::: Task inputs :::
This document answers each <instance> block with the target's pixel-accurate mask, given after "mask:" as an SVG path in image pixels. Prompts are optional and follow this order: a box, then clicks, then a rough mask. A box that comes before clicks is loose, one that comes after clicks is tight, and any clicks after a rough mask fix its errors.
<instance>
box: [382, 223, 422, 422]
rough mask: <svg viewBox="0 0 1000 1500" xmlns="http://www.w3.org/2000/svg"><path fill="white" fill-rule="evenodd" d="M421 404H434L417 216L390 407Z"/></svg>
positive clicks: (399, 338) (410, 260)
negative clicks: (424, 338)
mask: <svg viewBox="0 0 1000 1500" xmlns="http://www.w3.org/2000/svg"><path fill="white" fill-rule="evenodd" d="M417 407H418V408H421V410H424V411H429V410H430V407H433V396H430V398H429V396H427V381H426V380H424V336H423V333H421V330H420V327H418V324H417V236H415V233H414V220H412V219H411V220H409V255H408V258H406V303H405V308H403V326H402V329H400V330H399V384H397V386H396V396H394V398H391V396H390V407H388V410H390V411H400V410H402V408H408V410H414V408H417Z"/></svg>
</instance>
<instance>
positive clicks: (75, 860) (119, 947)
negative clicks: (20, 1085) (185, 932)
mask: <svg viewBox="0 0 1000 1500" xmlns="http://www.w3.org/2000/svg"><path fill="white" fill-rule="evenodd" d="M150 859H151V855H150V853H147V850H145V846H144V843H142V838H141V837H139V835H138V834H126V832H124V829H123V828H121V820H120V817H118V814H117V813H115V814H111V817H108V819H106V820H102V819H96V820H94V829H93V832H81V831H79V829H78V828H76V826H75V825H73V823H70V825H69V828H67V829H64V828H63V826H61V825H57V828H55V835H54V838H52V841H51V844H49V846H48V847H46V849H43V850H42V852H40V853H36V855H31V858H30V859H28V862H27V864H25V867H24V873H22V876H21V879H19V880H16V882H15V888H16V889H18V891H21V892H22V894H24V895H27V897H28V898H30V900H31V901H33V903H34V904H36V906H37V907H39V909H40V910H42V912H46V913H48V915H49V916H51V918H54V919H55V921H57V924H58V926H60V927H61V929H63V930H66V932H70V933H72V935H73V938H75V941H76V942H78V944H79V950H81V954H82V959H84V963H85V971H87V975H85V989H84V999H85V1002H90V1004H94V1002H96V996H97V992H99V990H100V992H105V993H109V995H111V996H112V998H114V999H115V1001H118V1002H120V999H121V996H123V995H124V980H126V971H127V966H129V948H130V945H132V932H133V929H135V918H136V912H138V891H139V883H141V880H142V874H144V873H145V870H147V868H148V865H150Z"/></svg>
:::
Task:
Rewrite the records with each "negative clicks" changed to "exclusion clicks" and everything else left as it is.

Reply to the task:
This document answers each <instance> block with the target's pixel-accurate mask, given after "mask:" as an SVG path in image pixels. Prompts are optional and follow this order: a box, then clicks, then a rough mask. A box that comes before clicks is loose, one that comes after clicks is tight, and any clicks after a rough mask fix its errors.
<instance>
box: [382, 223, 422, 422]
rough mask: <svg viewBox="0 0 1000 1500" xmlns="http://www.w3.org/2000/svg"><path fill="white" fill-rule="evenodd" d="M421 404H434L417 216L390 407Z"/></svg>
positive clicks: (399, 338) (410, 260)
exclusion clicks: (424, 338)
mask: <svg viewBox="0 0 1000 1500" xmlns="http://www.w3.org/2000/svg"><path fill="white" fill-rule="evenodd" d="M417 407H418V408H421V410H424V411H429V410H430V407H433V396H430V398H429V396H427V381H426V380H424V336H423V333H421V330H420V327H418V324H417V236H415V233H414V220H412V219H411V220H409V255H408V258H406V303H405V308H403V326H402V329H400V330H399V384H397V386H396V396H394V398H391V396H390V407H388V410H390V411H400V410H402V408H408V410H414V408H417Z"/></svg>
</instance>
<instance>
positive clicks: (75, 860) (119, 947)
exclusion clicks: (20, 1085) (185, 932)
mask: <svg viewBox="0 0 1000 1500" xmlns="http://www.w3.org/2000/svg"><path fill="white" fill-rule="evenodd" d="M150 859H151V855H150V853H147V850H145V846H144V843H142V838H141V837H139V835H138V834H126V832H124V829H123V828H121V820H120V817H118V814H117V813H115V814H111V817H108V819H106V820H102V819H96V820H94V829H93V832H81V831H79V829H78V828H76V826H75V825H73V823H70V825H69V828H67V829H64V828H63V826H61V825H57V828H55V835H54V838H52V841H51V844H49V846H48V847H46V849H43V850H42V852H40V853H36V855H31V858H30V859H28V862H27V864H25V867H24V873H22V876H21V879H19V880H16V882H15V888H16V889H18V891H21V892H22V894H24V895H27V897H28V898H30V900H31V901H33V903H34V904H36V906H37V907H39V909H40V910H42V912H46V913H48V915H49V916H51V918H54V919H55V921H57V924H58V926H60V927H61V929H63V930H66V932H70V933H72V935H73V938H75V941H76V942H78V944H79V950H81V954H82V959H84V963H85V971H87V975H85V989H84V999H85V1002H90V1004H94V1002H96V996H97V992H99V990H100V992H105V993H109V995H111V996H112V998H114V999H115V1001H118V1002H120V999H121V996H123V995H124V980H126V971H127V966H129V948H130V945H132V932H133V929H135V918H136V912H138V891H139V883H141V880H142V874H144V873H145V870H147V868H148V865H150Z"/></svg>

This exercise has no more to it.